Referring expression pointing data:
═══
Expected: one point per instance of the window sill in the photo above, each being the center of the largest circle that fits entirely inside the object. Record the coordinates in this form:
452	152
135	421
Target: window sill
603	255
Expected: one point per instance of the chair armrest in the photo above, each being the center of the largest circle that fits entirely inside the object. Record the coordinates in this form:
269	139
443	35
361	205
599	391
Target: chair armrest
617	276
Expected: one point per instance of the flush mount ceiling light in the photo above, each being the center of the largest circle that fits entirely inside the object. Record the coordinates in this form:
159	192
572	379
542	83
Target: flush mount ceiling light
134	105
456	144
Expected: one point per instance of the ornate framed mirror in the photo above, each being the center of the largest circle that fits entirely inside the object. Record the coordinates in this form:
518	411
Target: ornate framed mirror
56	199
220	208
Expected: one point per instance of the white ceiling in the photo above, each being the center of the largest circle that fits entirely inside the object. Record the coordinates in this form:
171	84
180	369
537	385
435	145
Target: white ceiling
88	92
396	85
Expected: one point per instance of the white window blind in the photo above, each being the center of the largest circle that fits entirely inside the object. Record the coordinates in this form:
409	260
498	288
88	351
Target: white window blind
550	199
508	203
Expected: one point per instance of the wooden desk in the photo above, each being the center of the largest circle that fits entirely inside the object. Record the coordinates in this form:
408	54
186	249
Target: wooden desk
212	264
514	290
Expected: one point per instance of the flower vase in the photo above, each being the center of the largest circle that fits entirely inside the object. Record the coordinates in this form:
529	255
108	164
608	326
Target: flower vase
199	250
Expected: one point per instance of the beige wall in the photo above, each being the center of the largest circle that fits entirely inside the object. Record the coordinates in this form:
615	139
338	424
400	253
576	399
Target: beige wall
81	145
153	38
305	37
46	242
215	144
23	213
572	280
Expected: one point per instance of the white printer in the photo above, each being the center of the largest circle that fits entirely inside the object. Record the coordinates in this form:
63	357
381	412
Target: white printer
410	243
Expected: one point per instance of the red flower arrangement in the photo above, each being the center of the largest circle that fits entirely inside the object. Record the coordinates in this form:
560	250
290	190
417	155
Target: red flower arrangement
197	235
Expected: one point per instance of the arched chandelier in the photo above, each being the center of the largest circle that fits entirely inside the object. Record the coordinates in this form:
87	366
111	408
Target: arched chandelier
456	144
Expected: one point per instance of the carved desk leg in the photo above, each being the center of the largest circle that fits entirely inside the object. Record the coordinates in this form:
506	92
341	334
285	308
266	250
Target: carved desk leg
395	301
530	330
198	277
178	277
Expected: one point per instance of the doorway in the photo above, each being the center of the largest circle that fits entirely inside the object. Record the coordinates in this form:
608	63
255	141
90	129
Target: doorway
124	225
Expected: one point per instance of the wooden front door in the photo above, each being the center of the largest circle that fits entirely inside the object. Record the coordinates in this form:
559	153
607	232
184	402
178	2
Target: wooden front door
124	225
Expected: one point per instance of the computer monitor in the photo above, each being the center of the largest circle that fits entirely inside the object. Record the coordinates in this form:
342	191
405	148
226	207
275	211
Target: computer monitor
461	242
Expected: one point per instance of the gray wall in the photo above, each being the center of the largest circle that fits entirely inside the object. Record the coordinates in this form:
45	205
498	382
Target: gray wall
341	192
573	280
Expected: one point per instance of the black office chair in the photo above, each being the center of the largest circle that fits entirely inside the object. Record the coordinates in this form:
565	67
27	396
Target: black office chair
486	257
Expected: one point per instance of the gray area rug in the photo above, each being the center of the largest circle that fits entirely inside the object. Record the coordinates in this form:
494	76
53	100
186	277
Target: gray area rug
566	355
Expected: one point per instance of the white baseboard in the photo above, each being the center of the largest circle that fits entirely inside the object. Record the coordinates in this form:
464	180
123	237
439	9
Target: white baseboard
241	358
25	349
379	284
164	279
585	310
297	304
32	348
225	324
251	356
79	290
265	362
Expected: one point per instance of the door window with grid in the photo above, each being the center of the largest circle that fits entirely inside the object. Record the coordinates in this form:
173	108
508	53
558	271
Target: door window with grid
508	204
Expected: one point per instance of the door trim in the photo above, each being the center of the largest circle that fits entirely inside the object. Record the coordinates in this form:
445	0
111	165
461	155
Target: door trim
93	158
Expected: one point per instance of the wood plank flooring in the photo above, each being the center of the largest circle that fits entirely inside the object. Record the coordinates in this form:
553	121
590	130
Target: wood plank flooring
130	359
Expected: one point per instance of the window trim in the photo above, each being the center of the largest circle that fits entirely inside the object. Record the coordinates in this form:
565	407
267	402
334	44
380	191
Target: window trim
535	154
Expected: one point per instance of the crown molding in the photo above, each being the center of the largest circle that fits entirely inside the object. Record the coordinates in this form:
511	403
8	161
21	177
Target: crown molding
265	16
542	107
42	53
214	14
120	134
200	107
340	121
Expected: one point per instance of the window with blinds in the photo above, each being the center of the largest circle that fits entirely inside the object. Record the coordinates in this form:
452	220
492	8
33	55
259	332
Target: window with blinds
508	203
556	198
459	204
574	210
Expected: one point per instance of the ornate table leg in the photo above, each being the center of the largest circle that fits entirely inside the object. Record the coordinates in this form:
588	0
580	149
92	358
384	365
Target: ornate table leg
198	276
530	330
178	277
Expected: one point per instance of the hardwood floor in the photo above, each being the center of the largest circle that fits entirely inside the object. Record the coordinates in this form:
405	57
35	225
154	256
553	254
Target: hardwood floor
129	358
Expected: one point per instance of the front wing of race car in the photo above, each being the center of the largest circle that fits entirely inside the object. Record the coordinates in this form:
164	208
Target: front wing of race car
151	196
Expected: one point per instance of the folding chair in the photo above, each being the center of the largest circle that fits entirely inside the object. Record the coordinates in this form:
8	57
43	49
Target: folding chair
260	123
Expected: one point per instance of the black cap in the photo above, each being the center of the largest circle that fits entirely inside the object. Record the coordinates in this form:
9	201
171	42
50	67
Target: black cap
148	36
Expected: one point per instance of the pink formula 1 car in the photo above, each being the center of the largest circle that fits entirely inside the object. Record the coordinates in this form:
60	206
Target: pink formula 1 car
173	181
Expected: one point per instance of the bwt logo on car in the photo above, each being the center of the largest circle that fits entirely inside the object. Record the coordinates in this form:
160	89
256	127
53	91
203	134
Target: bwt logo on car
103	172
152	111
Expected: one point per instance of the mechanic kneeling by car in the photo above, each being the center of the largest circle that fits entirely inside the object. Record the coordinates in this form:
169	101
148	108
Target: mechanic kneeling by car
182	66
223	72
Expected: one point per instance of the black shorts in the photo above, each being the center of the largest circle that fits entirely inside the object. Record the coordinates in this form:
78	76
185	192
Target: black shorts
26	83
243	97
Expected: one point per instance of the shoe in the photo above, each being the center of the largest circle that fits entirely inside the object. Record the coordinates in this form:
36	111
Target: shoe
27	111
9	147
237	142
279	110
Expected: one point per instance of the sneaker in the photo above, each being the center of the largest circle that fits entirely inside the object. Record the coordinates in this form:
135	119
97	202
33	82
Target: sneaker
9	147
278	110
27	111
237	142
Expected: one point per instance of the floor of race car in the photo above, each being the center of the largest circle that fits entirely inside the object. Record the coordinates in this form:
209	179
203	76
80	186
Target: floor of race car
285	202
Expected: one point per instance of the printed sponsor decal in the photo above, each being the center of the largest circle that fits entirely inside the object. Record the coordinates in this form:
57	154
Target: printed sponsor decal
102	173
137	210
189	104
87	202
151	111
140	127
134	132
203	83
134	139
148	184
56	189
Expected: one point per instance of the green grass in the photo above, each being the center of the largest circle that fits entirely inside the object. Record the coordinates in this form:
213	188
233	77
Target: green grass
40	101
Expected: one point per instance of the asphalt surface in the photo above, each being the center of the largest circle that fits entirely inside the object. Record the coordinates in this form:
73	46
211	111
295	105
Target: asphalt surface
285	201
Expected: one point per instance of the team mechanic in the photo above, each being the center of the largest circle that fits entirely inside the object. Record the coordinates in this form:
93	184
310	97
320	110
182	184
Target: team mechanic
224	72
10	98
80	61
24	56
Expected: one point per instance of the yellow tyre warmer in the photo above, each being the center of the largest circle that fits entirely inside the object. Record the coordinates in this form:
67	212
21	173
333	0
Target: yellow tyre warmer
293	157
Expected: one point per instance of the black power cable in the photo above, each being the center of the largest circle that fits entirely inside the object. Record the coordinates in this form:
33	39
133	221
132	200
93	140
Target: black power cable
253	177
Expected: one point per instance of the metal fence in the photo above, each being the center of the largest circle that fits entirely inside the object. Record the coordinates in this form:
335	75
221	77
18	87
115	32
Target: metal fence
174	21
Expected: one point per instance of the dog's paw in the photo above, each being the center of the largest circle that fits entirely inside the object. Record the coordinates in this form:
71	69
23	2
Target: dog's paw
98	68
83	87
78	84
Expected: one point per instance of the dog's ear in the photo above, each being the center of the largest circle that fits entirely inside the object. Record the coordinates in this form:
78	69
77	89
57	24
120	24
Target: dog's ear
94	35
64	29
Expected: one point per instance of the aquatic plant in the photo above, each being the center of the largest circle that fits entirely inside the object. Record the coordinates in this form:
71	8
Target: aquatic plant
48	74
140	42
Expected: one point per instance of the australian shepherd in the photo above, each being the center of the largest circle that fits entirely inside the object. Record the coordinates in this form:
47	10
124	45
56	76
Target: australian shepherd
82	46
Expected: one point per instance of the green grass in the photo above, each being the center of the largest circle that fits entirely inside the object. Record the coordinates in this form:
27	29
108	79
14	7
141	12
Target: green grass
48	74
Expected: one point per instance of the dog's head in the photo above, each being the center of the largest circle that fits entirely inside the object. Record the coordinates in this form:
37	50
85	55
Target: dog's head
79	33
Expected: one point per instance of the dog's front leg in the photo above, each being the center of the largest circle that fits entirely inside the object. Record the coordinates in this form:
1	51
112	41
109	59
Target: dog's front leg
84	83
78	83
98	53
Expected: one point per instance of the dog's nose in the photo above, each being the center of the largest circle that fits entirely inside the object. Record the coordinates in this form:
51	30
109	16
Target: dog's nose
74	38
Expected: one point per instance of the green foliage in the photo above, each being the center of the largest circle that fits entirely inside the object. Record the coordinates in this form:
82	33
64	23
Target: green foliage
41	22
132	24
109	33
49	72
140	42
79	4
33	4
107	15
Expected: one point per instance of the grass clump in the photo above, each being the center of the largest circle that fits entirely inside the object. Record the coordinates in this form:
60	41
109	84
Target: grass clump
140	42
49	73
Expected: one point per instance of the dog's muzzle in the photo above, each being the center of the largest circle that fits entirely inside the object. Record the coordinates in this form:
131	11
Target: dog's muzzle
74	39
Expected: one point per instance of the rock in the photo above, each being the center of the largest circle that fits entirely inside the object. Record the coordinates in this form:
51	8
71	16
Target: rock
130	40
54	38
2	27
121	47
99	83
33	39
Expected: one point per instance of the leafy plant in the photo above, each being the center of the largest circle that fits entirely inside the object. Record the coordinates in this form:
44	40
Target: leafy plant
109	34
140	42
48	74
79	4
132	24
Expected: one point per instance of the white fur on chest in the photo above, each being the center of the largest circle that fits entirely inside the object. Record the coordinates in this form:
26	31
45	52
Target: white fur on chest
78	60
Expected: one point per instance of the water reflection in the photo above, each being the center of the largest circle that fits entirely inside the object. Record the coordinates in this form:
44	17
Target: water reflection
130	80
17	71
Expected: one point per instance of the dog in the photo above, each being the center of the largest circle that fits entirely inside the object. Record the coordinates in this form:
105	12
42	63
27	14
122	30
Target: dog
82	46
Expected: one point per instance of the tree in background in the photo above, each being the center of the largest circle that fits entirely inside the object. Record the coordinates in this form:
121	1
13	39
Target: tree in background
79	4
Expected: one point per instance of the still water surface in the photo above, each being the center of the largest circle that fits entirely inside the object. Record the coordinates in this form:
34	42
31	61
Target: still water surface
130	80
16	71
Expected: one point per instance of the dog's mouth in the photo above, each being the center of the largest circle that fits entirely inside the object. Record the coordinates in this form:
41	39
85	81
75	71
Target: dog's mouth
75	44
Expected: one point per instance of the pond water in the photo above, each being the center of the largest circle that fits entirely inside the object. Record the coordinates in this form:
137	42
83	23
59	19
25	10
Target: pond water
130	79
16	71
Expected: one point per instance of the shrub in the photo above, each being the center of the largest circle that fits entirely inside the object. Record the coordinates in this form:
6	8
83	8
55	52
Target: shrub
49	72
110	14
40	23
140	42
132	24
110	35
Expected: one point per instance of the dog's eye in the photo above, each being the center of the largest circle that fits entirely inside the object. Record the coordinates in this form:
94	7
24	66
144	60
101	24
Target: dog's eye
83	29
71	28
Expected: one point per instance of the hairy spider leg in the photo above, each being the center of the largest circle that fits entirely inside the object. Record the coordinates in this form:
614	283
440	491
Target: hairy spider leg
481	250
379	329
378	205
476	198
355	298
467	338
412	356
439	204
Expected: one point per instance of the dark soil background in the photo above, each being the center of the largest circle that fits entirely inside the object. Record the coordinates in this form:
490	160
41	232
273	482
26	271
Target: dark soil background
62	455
═══
YOUR INSTRUCTIONS → Restate word for word each line of the data from the one with "Target: shrub" to the last, keeping both ends.

ANSWER FOR THIS EXERCISE →
Target: shrub
49	72
110	14
40	23
140	42
132	24
110	35
Expected: one point per instance of the dog's eye in the photo above, each being the center of the largest circle that fits entirely inside the object. Record the coordinates in this form:
94	7
24	66
144	60
101	24
Target: dog's eye
83	29
71	28
Expected: one point per instance of the hairy spider leg in the photo above, each being the center of the largest circle that fits entirely inside the object. Record the coordinates in this form:
614	283
440	491
Target: hairy spider leg
481	250
379	329
378	205
476	198
355	298
467	338
412	356
439	204
Expected: one point per instance of the dark soil background in the photo above, each being the center of the largest circle that fits entirely inside the object. Record the coordinates in this form:
490	160
41	232
273	482
26	271
Target: dark soil background
62	455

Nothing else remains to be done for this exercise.